Point-based annotation data
____________

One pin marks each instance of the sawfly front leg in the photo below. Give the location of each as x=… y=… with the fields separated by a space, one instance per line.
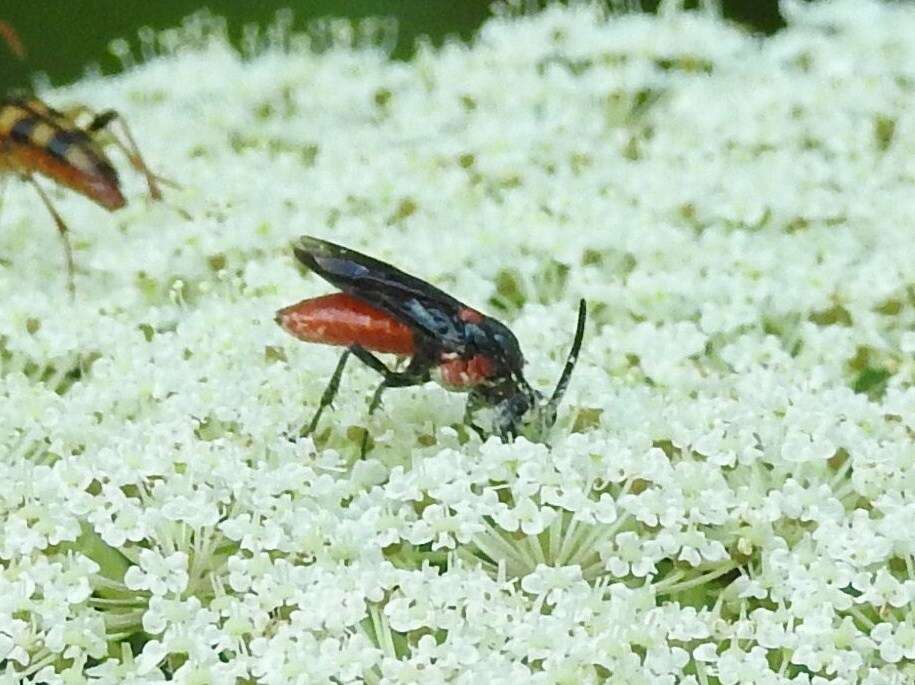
x=474 y=402
x=61 y=229
x=125 y=142
x=412 y=375
x=330 y=392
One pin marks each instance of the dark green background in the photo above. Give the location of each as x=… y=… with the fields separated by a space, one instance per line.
x=62 y=36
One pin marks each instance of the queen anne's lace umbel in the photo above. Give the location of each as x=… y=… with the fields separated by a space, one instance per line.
x=728 y=495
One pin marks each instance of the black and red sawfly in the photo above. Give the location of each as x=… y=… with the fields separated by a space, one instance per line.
x=381 y=309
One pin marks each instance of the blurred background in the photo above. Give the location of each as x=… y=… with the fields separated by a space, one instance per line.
x=62 y=37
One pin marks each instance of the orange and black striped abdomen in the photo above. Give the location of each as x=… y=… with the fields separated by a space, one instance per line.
x=35 y=139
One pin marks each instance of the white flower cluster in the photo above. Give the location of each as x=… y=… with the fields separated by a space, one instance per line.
x=729 y=494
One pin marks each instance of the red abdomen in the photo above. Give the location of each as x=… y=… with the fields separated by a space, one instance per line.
x=341 y=319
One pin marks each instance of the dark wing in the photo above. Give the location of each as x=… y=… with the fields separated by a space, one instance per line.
x=410 y=300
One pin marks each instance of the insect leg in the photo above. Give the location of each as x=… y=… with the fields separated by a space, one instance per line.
x=474 y=402
x=330 y=392
x=101 y=121
x=415 y=374
x=61 y=229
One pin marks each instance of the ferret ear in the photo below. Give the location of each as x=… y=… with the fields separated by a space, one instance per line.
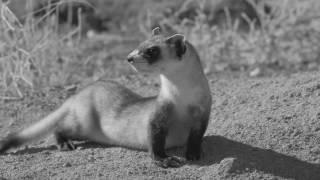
x=156 y=31
x=178 y=41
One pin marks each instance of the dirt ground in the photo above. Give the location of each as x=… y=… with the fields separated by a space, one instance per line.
x=264 y=128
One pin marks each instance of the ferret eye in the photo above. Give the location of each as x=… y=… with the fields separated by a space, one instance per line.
x=152 y=52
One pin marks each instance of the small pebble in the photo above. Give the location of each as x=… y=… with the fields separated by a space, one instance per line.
x=67 y=164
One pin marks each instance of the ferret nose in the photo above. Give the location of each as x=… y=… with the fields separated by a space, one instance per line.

____________

Repeat every record precisely. Any picture among them stays out of the copy.

_Result for this exercise_:
One pin marks each instance of the sawfly front leg in the photo below. Give the location of each as x=… y=… with the fields separated by a space, one instance per line.
x=474 y=402
x=61 y=229
x=125 y=142
x=412 y=375
x=330 y=392
One pin marks each instance of the dark green background in the photo above. Give the location of each as x=… y=… with the fields separated by a space, one instance per line.
x=62 y=36
One pin marks each instance of the queen anne's lace umbel in the photo above. Give the location of each as x=… y=… with the fields separated by a space, one instance per line.
x=728 y=495
One pin marks each instance of the black and red sawfly in the photo above. Give the location of each as x=… y=… with the fields separated by a space, one instance per line.
x=381 y=309
One pin marks each instance of the blurred background in the photo above. Give the location of each as x=… y=… with the fields separated by a space, one instance per line.
x=62 y=37
One pin marks each instance of the orange and black striped abdomen in the photo above. Give the location of each as x=… y=… with the fields separated by a space, one instance per line.
x=35 y=139
One pin marks each instance of the white flower cluster in the photo above. Give the location of each as x=… y=… with the fields separated by a space, one instance per line.
x=729 y=494
One pin marks each instance of the red abdomen in the photo above. Give the location of each as x=… y=… with the fields separated by a space, one instance per line.
x=341 y=319
One pin marks each instance of the dark wing in the photo above. Give the location of each as x=… y=… with the fields separated by a space, one instance per line.
x=410 y=300
One pin marks each instance of the insect leg in the photo above. Give the location of each as x=… y=… with the fields separated by a space, one instance per line.
x=474 y=402
x=330 y=392
x=101 y=121
x=415 y=374
x=61 y=229
One pin marks each instance of the ferret ear in the photo below. Give the location of each as x=… y=… with the fields separated by a space, one instance per line.
x=156 y=31
x=178 y=41
One pin marks each instance of the dirt ground in the photo above. Give the location of each as x=… y=… with the fields separated by a space, one instance per line.
x=264 y=128
One pin marks each instance of the ferret eye in the photo above. Give the location of each as x=… y=… with the fields separated by a space, one instance per line.
x=152 y=52
One pin marks each instance of the small pebble in the photo above. Give the location of each as x=… y=… with the fields separated by a space, one instance per line.
x=67 y=164
One pin marks each instance of the ferret nose in the photo above. Give the location of each as x=… y=… with the fields separated by a space, one instance per line.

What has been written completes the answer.